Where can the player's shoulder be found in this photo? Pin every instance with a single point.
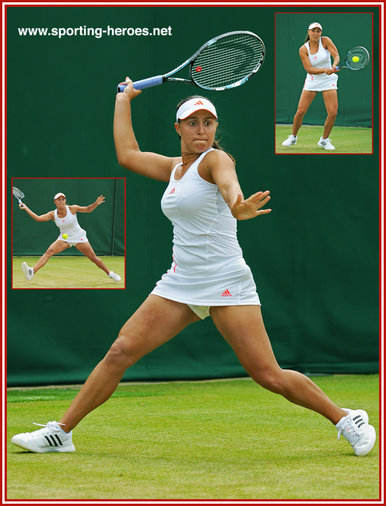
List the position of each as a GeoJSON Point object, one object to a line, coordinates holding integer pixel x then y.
{"type": "Point", "coordinates": [303, 49]}
{"type": "Point", "coordinates": [217, 157]}
{"type": "Point", "coordinates": [216, 154]}
{"type": "Point", "coordinates": [325, 40]}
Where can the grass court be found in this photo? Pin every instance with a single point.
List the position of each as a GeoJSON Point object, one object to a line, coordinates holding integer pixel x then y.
{"type": "Point", "coordinates": [69, 272]}
{"type": "Point", "coordinates": [222, 439]}
{"type": "Point", "coordinates": [345, 139]}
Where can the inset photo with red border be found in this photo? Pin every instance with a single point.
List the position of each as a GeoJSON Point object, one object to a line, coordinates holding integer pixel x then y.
{"type": "Point", "coordinates": [324, 83]}
{"type": "Point", "coordinates": [68, 233]}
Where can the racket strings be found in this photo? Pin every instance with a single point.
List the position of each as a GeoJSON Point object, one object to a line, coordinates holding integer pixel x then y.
{"type": "Point", "coordinates": [17, 193]}
{"type": "Point", "coordinates": [227, 61]}
{"type": "Point", "coordinates": [357, 58]}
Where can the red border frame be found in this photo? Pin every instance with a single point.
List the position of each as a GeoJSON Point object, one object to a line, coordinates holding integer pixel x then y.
{"type": "Point", "coordinates": [3, 275]}
{"type": "Point", "coordinates": [80, 288]}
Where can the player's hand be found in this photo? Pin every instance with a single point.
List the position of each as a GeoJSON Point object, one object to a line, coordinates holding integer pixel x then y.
{"type": "Point", "coordinates": [100, 200]}
{"type": "Point", "coordinates": [250, 207]}
{"type": "Point", "coordinates": [130, 91]}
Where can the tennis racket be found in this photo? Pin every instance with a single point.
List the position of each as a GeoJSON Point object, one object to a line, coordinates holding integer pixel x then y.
{"type": "Point", "coordinates": [18, 194]}
{"type": "Point", "coordinates": [357, 59]}
{"type": "Point", "coordinates": [226, 61]}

-- -- --

Brief – Your task is to set down the records shown above exactly, minus any pictures.

Task output –
Where can the player's shoulder be found in this photo? Pin every instance with a single point.
List the position of each as a GeoJSON Point object, one object to a line, coordinates holding integer pixel x then y.
{"type": "Point", "coordinates": [303, 49]}
{"type": "Point", "coordinates": [217, 157]}
{"type": "Point", "coordinates": [216, 154]}
{"type": "Point", "coordinates": [325, 40]}
Where can the grass court be found in this photo? Pin every instance with a single point.
List the position of each as a GeoJSON Point object, one object to a line, coordinates holding integer pixel x then y.
{"type": "Point", "coordinates": [69, 272]}
{"type": "Point", "coordinates": [222, 439]}
{"type": "Point", "coordinates": [345, 139]}
Where can the inset photo with red border be found in this photo? Pin every instance with a single point.
List the position of each as a GeoJSON Point object, one object to a line, coordinates holding integer pixel x then y.
{"type": "Point", "coordinates": [324, 83]}
{"type": "Point", "coordinates": [68, 233]}
Where can the racket strings be found in this photo? Pin every instance with a single point.
List the position of each as a GeoJSON Point object, one object to a line, coordinates holding integer pixel x then y.
{"type": "Point", "coordinates": [17, 193]}
{"type": "Point", "coordinates": [227, 61]}
{"type": "Point", "coordinates": [357, 58]}
Where can the red border frame be found in this photo? Pin every instance with a single point.
List the position of each as a GeoJSON Point object, one object to a line, coordinates holding integer pixel x then y.
{"type": "Point", "coordinates": [3, 275]}
{"type": "Point", "coordinates": [80, 288]}
Where can the player's hand be found in this photo? Pin every instance with a single point.
List the position of each as a GeoJSON Point object, one object to a line, coordinates holding integer pixel x then y.
{"type": "Point", "coordinates": [100, 200]}
{"type": "Point", "coordinates": [250, 207]}
{"type": "Point", "coordinates": [130, 91]}
Where can the tennis racket be found in this photo? Pin every instance with a single point.
List the position of each as a GeoJSON Point object, one object to a line, coordinates holding integer pixel x then y.
{"type": "Point", "coordinates": [18, 194]}
{"type": "Point", "coordinates": [357, 59]}
{"type": "Point", "coordinates": [226, 61]}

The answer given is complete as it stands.